* start AVAILABLE DATA *
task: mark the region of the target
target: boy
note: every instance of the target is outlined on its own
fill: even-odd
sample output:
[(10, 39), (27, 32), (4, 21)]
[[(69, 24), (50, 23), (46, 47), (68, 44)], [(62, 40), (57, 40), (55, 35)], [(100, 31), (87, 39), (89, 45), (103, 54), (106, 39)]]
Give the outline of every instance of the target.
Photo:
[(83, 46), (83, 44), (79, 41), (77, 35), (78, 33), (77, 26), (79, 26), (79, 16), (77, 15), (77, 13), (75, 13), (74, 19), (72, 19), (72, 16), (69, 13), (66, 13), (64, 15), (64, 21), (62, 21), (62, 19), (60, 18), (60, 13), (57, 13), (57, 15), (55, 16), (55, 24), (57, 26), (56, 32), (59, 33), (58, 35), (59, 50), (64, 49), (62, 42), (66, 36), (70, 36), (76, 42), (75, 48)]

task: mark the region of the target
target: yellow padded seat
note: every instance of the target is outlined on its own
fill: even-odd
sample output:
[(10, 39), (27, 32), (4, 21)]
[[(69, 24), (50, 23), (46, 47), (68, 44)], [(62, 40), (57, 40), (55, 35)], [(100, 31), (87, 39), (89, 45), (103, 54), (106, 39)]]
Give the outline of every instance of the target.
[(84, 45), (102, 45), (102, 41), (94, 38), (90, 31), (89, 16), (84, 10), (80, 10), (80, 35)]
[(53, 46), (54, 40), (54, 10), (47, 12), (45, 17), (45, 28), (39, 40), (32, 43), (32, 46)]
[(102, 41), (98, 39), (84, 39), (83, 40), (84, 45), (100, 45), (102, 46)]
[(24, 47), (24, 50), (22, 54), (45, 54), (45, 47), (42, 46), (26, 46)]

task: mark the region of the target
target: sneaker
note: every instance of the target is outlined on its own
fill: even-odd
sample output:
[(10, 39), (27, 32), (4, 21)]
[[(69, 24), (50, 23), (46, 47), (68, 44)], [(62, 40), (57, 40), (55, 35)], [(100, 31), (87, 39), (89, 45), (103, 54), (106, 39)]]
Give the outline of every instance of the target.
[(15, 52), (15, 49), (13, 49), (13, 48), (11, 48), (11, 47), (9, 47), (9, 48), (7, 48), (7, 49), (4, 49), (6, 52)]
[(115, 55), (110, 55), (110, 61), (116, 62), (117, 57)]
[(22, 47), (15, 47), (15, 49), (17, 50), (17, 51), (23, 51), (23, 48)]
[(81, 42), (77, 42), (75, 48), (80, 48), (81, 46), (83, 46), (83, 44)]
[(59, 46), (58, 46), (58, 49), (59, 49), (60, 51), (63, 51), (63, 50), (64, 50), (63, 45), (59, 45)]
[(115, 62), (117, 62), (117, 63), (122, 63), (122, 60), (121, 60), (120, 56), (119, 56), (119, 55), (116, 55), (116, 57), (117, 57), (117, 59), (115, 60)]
* end AVAILABLE DATA *
#### SHORT EXERCISE
Rewrite the material from its start through the line containing "46), (26, 46)]", with the requests included, and add -121 to every coordinate in the answers. Leave the numbers in the requests and their sample outputs unchanged.

#### RESULT OF THE TASK
task: mark the region of the target
target: boy
note: every instance of the target is outlined on its own
fill: even-odd
sample output:
[(10, 39), (27, 32), (4, 21)]
[[(69, 24), (50, 23), (46, 47), (68, 44)], [(62, 40), (57, 40), (55, 35)], [(100, 31), (87, 39), (89, 45), (103, 54), (106, 39)]]
Give the outline of every instance of the target.
Photo:
[(-38, -75), (-38, -77), (-42, -80), (-44, -86), (-43, -88), (-44, -95), (-42, -95), (-42, -105), (-44, -106), (-44, -108), (-46, -108), (-47, -102), (-49, -102), (-49, -105), (-52, -108), (-55, -108), (-57, -106), (-57, -100), (-59, -100), (-59, -102), (-61, -103), (-61, -108), (-64, -108), (-64, -106), (-66, -105), (-66, -97), (-64, -95), (-65, -89), (-62, -88), (-63, -86), (-62, -71), (-57, -72), (-59, -79), (-55, -85), (-51, -85), (-45, -79), (-46, -73)]

task: mark the region of the target
target: yellow padded seat
note: every instance of the target is outlined on its own
fill: even-odd
sample output:
[(10, 39), (27, 32), (4, 21)]
[[(69, 24), (50, 23), (46, 47), (68, 44)], [(62, 40), (57, 40), (55, 35)], [(100, 31), (87, 39), (89, 45), (103, 54), (106, 39)]]
Give the outline of every instance of the target.
[(-37, -76), (-19, -76), (-19, -80), (-27, -83), (-31, -90), (-32, -105), (-37, -111), (-41, -111), (-41, -86)]
[(-68, -75), (-67, -81), (-67, -111), (-74, -109), (-76, -104), (-76, -93), (-82, -81), (-89, -78), (-89, -75)]
[(-19, -80), (-23, -82), (-37, -82), (-38, -81), (-37, -76), (-21, -76), (-19, -75)]
[(-97, -74), (-97, -71), (-99, -67), (-76, -67), (-76, -74), (-79, -75), (-95, -75)]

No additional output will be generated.